### [Texto mostrado]
+++
El artista
Fernando Trueba es una bendición para todo aquel tocado por su mano mágica de creador o de ser humano
Todos creían que Fernando Trueba tenía el Premio Nacional de Cine. Es lo único que se me ocurre para explicar que no lo hubiera recibido en los últimos 20 años, desde que, a mediados de los noventa, estaba claro que lo merecía. Alguien debió revisar la lista de galardonados y pensaría, pero, por favor, cómo es posible.
De niño Fernando quería ser Picasso, un deseo realmente excéntrico dentro de una humilde familia de ocho hermanos que vivía en un pisito del barrio de Estrecho de Madrid. Entre los hijos de Palmira y Máximo salieron un médico, un escultor, dos profesores, tres cineastas y escritores y un baloncestista y librero. No sé qué tipo de aire se respiraría en esa casa pero, desde luego, era aire del bueno.
+++
Extractos de datos
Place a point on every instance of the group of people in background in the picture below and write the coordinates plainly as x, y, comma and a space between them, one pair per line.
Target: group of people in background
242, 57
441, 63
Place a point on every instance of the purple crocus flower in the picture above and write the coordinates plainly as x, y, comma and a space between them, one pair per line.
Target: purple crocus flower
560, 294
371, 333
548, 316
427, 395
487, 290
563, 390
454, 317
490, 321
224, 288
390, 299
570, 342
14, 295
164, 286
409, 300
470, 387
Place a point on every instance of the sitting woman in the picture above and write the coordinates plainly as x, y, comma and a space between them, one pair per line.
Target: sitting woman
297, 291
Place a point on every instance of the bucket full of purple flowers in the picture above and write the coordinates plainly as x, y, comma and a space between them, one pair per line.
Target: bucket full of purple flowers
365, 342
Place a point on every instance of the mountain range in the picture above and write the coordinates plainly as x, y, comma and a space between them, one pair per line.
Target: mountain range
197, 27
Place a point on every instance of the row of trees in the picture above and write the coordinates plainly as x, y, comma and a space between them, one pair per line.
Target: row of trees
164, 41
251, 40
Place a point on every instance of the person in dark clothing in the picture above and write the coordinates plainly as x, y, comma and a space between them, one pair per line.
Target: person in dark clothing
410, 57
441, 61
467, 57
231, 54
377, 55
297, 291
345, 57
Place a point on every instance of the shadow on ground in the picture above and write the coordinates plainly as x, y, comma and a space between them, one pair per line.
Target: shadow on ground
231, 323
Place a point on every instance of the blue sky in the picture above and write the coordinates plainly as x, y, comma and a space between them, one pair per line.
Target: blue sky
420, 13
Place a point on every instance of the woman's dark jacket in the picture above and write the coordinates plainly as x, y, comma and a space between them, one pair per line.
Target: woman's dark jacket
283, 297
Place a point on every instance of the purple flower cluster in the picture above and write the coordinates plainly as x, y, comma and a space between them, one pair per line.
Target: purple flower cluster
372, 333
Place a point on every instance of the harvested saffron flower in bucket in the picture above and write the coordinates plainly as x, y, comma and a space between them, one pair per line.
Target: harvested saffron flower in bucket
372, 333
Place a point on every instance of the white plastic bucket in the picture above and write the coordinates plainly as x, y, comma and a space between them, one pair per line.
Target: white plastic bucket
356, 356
+++
### [Tareas]
[a] Responde con datos del texto sobre Fernando Trueba:
(i) ¿Qué premio creían todos que ya tenía Fernando Trueba?
(ii) ¿Quién quería ser Fernando de niño?
(iii) ¿En qué barrio de Madrid estaba el pisito donde vivía su familia?
[b] Cambia "Picasso" por "Velázquez" y reproduce el fragmento del texto sobre Fernando Trueba que va desde "De niño Fernando" hasta "aire del bueno.", ambos incluidos.

### [Respuestas]
[a]
(i) El Premio Nacional de Cine.
(ii) Picasso.
(iii) En el barrio de Estrecho.

[b]
De niño Fernando quería ser Velázquez, un deseo realmente excéntrico dentro de una humilde familia de ocho hermanos que vivía en un pisito del barrio de Estrecho de Madrid. Entre los hijos de Palmira y Máximo salieron un médico, un escultor, dos profesores, tres cineastas y escritores y un baloncestista y librero. No sé qué tipo de aire se respiraría en esa casa pero, desde luego, era aire del bueno.